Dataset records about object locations
'''

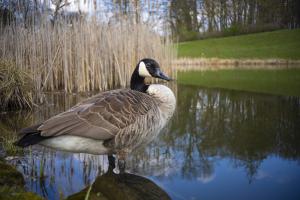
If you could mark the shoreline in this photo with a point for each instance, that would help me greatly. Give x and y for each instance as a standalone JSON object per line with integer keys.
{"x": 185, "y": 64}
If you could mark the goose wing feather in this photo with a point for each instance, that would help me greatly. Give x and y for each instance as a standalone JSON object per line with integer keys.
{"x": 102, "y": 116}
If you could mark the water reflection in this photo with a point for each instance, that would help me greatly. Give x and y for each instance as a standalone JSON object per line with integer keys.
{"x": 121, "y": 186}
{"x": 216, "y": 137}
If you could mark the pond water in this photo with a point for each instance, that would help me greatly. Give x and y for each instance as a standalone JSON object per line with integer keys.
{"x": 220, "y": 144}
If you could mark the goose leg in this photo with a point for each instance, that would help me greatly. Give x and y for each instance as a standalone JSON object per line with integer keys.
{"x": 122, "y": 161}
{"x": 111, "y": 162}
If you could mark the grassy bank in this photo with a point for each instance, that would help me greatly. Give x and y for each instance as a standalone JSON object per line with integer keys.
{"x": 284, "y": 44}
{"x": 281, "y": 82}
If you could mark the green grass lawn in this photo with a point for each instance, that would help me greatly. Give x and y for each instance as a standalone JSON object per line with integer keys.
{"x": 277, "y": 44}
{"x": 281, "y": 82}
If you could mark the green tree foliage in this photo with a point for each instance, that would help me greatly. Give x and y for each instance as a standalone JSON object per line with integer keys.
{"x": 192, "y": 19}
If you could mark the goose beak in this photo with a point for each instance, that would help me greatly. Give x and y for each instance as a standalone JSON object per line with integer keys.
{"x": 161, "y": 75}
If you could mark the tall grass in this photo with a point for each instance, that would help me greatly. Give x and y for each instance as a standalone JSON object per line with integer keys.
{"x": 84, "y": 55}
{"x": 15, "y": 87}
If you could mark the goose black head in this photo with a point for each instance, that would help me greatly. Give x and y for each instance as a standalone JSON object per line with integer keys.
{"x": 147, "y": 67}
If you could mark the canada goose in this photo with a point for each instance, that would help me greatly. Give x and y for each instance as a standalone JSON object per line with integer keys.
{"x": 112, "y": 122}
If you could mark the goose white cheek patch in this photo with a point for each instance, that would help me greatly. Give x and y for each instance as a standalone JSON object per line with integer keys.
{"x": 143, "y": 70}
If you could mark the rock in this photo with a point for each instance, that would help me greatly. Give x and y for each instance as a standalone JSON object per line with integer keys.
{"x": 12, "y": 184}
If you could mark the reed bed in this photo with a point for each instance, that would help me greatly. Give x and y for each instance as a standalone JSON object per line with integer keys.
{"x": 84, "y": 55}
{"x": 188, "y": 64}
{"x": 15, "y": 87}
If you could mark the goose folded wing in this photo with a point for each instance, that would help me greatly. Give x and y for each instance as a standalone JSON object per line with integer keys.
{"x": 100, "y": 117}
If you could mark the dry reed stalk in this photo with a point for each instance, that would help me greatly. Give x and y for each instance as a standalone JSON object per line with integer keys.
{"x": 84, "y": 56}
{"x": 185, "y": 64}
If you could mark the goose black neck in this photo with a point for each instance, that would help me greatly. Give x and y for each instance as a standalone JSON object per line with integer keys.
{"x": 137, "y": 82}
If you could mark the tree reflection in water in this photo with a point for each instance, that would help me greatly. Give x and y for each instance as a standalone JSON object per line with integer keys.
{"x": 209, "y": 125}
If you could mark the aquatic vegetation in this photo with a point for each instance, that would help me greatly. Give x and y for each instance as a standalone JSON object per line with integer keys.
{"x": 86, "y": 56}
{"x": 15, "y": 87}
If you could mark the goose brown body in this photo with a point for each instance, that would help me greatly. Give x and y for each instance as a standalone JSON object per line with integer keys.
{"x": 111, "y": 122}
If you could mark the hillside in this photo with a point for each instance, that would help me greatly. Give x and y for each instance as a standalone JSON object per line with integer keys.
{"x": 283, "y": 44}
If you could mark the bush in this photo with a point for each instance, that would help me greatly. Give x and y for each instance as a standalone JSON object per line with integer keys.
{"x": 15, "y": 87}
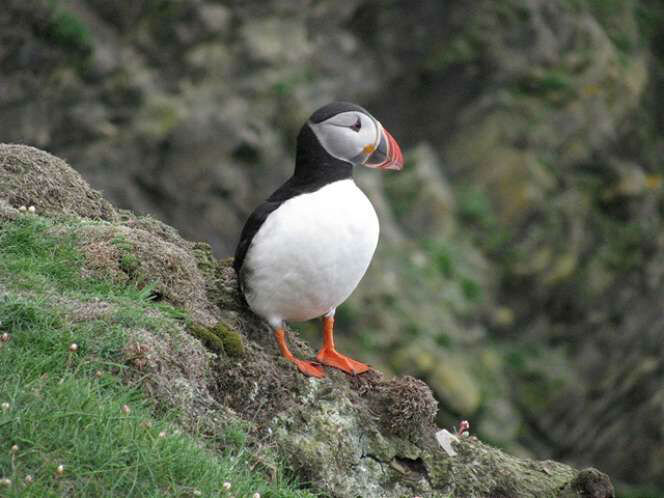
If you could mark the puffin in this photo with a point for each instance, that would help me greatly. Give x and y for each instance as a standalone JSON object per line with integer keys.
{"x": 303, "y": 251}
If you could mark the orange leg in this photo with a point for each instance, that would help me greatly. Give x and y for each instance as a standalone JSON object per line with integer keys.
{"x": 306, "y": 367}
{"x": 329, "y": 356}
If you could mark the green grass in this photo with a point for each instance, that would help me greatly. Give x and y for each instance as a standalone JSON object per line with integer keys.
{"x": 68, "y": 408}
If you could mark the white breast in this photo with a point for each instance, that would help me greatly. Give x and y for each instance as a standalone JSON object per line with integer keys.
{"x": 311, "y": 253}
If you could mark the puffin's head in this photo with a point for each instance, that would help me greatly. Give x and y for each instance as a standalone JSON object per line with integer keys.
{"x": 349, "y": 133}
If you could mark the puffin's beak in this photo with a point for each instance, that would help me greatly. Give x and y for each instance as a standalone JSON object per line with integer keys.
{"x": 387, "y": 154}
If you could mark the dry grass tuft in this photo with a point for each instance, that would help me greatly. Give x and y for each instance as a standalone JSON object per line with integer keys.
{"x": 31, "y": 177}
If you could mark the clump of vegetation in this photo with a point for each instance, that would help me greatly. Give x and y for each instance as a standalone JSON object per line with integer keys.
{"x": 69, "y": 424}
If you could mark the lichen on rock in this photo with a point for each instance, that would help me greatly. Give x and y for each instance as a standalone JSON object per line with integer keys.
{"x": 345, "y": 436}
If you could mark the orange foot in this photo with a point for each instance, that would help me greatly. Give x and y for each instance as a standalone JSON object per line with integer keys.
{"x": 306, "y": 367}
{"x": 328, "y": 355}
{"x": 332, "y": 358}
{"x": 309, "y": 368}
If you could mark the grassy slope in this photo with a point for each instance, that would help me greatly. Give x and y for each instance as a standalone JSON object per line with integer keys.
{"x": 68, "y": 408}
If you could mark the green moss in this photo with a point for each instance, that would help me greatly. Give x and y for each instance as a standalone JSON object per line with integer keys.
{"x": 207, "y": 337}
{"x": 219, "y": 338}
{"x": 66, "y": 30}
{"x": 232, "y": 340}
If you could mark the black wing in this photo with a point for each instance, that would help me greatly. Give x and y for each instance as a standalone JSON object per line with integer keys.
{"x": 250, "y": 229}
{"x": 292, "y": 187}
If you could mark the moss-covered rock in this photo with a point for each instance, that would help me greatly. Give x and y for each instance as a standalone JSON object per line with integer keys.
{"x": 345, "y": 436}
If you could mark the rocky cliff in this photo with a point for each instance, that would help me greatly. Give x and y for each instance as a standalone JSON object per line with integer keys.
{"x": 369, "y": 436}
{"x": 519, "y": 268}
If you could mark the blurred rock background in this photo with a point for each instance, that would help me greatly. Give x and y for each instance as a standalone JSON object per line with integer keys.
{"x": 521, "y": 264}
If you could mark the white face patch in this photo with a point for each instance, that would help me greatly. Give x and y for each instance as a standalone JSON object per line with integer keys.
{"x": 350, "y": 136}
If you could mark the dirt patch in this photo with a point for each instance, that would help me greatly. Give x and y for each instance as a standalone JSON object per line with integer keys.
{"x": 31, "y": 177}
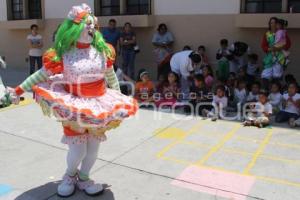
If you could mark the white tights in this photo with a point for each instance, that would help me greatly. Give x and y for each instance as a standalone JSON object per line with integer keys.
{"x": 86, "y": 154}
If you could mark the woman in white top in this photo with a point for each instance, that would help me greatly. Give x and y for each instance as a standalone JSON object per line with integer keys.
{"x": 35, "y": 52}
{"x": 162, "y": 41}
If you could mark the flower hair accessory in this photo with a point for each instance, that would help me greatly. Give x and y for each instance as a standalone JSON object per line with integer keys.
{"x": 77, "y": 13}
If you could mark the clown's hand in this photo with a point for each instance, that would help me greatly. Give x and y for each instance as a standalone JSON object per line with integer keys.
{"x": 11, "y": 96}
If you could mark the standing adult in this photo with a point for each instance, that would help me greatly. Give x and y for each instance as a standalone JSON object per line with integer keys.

'''

[WHAT YOU HAVE TO DO]
Write down exactly the lines running from the line with "If you could mark the moss-covered" through the end of the material, both ends included, and none of the pictures.

[WORKED SOLUTION]
If you could mark the moss-covered rock in this photo with a point for each instance, that would help me greatly. Give x and y for each instance as a standalone JSON object per line with integer keys.
{"x": 345, "y": 436}
If you could mark the rocky cliff in this photo with a point for each instance, that would help me greatly. Give x and y for each instance as a standalone JSON object per line with integer keys.
{"x": 369, "y": 436}
{"x": 519, "y": 268}
If you could mark the blurred rock background in this photo with a point for each instance, that would help me greatly. Give x and y for each instance as a standalone JSON object per line with integer keys.
{"x": 521, "y": 264}
If you could mark the white face patch in this photo with a point for each instance, that would help me greatly. Give x and y for each instance as a standalone JSON object per line with integer keys.
{"x": 350, "y": 136}
If you could mark the dirt patch in this photo with a point for each instance, that would help me greatly. Give x and y for each instance as a standalone JSON object per line with integer keys.
{"x": 31, "y": 177}
If you could mark the white tights in this photo with a point for each instance, that would help me greatly. Give x and y for each instance as a standalone JSON object per line with integer keys.
{"x": 86, "y": 154}
If you could mark the woman in white top in this photo with a point for each instance, that would help me greatly. Give x and y for each instance as a standalone JSON object per line with integer keys.
{"x": 35, "y": 52}
{"x": 162, "y": 41}
If you could mark the flower hair accessory in this photo with a point for each instance, that would help me greatly. Give x and y for each instance as a standalone JSON object per line with integer keys.
{"x": 77, "y": 13}
If you could mark the clown's hand in this photo with a point for each instance, that would help me greatly. Give x and y for each instance as a standalone JSON object per line with integer keys.
{"x": 11, "y": 96}
If you could mark the standing adult in this photo with a point for each instance, that would help me greatly. Give x and y for each instance as a standalone JSON object per line with integer keys.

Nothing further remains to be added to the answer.